• [PROBLÈME À RÉSOUDRE]:
Restituez sans aucune modification l'extrait du texte sur la dialyse qui va de « Quelles sont les » jusqu'à « à chaque fois. » inclus.

── TEXTE FOURNI

À qui s’adressent les unités d’autodialyse ?

Ces unités s’adressent à des patients ne présentant aucun problème médical majeur et à des sujets âgés sans comorbidité sévère ayant préalablement suivi un apprentissage de quelques semaines à quelques mois. L’autodialyse est soit simple, pour des patients totalement autonomes, soit assistée, pour les patients nécessitant une aide paramédicale pour le branchement et/ou le débranchement. Une surveillance médicale est assurée selon une périodicité réglementaire.

Quelles sont les contraintes associées au traitement par dialyse ?

→ La fréquence et la durée des séances. Dans le cas de l’hémodialyse, il faut se rendre dans un centre de soins trois fois par semaine pour des séances immobilisant 4 heures en moyenne. La dialyse péritonéale s’effectue à domicile mais doit être réalisée plusieurs fois par jour à raison de trente minutes à chaque fois.

────
── DONNÉES

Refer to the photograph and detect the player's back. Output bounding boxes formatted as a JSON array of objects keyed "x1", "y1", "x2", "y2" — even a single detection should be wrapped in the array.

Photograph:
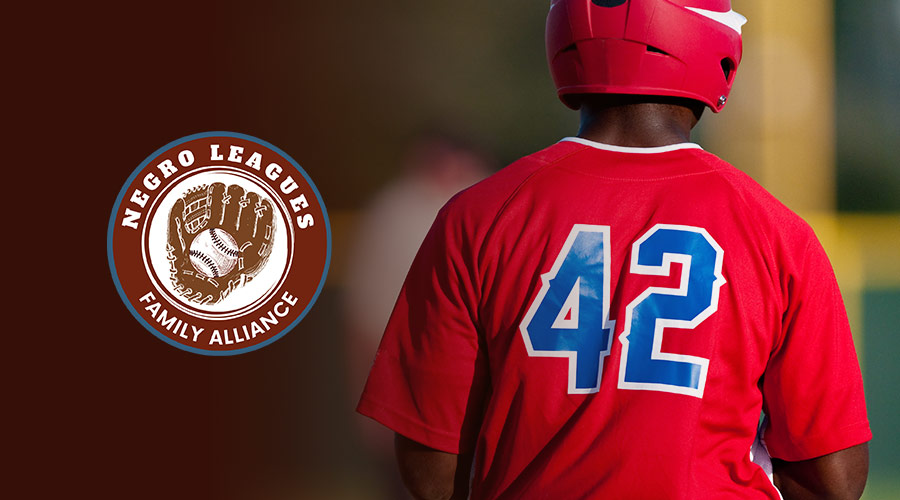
[
  {"x1": 358, "y1": 139, "x2": 871, "y2": 499},
  {"x1": 458, "y1": 140, "x2": 811, "y2": 498}
]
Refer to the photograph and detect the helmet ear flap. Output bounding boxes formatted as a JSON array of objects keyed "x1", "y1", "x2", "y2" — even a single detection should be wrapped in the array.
[{"x1": 545, "y1": 0, "x2": 746, "y2": 112}]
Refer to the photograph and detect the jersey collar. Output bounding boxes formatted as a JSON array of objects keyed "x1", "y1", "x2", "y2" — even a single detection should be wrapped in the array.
[{"x1": 559, "y1": 137, "x2": 703, "y2": 154}]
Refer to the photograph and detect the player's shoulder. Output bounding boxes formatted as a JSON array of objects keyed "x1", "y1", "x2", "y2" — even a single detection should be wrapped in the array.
[
  {"x1": 441, "y1": 142, "x2": 573, "y2": 223},
  {"x1": 695, "y1": 150, "x2": 816, "y2": 246}
]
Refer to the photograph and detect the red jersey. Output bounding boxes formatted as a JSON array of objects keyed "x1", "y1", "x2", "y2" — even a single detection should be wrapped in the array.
[{"x1": 358, "y1": 138, "x2": 871, "y2": 499}]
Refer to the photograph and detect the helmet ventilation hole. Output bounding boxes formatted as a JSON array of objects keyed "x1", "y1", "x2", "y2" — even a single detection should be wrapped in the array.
[{"x1": 722, "y1": 57, "x2": 734, "y2": 82}]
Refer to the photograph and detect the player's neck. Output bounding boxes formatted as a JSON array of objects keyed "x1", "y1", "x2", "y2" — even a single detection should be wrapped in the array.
[{"x1": 578, "y1": 96, "x2": 703, "y2": 147}]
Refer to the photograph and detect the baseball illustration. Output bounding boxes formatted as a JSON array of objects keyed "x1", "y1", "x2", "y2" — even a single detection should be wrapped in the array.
[{"x1": 190, "y1": 227, "x2": 240, "y2": 278}]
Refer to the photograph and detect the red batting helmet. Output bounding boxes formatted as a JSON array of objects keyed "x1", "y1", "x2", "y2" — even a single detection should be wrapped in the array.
[{"x1": 546, "y1": 0, "x2": 747, "y2": 113}]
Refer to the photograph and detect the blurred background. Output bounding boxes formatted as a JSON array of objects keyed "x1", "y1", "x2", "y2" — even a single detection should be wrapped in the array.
[{"x1": 17, "y1": 0, "x2": 900, "y2": 499}]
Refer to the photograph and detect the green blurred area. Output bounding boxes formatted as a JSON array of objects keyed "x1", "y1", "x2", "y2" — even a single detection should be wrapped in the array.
[{"x1": 835, "y1": 0, "x2": 900, "y2": 211}]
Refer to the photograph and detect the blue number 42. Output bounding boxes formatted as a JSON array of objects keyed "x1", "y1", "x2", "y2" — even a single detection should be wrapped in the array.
[{"x1": 520, "y1": 224, "x2": 725, "y2": 397}]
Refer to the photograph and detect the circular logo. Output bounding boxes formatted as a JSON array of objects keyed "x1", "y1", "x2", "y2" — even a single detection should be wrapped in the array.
[{"x1": 107, "y1": 132, "x2": 331, "y2": 356}]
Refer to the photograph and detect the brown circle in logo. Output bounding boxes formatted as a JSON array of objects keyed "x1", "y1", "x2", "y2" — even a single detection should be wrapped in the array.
[{"x1": 107, "y1": 132, "x2": 331, "y2": 355}]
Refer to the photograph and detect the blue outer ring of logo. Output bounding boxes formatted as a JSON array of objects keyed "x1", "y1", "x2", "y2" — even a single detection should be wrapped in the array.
[{"x1": 106, "y1": 131, "x2": 331, "y2": 356}]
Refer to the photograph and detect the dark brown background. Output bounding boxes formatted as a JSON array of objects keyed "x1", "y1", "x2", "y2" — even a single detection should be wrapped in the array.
[{"x1": 12, "y1": 1, "x2": 573, "y2": 498}]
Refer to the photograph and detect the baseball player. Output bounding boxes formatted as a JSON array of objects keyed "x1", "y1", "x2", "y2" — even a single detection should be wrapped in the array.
[{"x1": 358, "y1": 0, "x2": 871, "y2": 499}]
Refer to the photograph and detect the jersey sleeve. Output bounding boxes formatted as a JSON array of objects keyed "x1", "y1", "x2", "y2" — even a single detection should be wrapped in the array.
[
  {"x1": 357, "y1": 205, "x2": 487, "y2": 453},
  {"x1": 763, "y1": 235, "x2": 872, "y2": 461}
]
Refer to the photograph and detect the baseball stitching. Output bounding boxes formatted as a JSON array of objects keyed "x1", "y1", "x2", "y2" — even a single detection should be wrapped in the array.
[{"x1": 188, "y1": 250, "x2": 220, "y2": 278}]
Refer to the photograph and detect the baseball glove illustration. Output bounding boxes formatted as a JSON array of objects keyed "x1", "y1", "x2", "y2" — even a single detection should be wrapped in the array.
[{"x1": 166, "y1": 182, "x2": 275, "y2": 305}]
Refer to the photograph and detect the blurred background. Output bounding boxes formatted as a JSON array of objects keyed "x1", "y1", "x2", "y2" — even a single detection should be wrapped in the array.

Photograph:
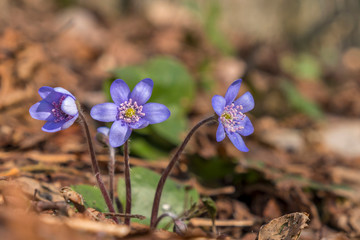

────

• [RÉSULTAT OBTENU]:
Quelles sont les contraintes associées au traitement par dialyse ?

→ La fréquence et la durée des séances. Dans le cas de l’hémodialyse, il faut se rendre dans un centre de soins trois fois par semaine pour des séances immobilisant 4 heures en moyenne. La dialyse péritonéale s’effectue à domicile mais doit être réalisée plusieurs fois par jour à raison de trente minutes à chaque fois.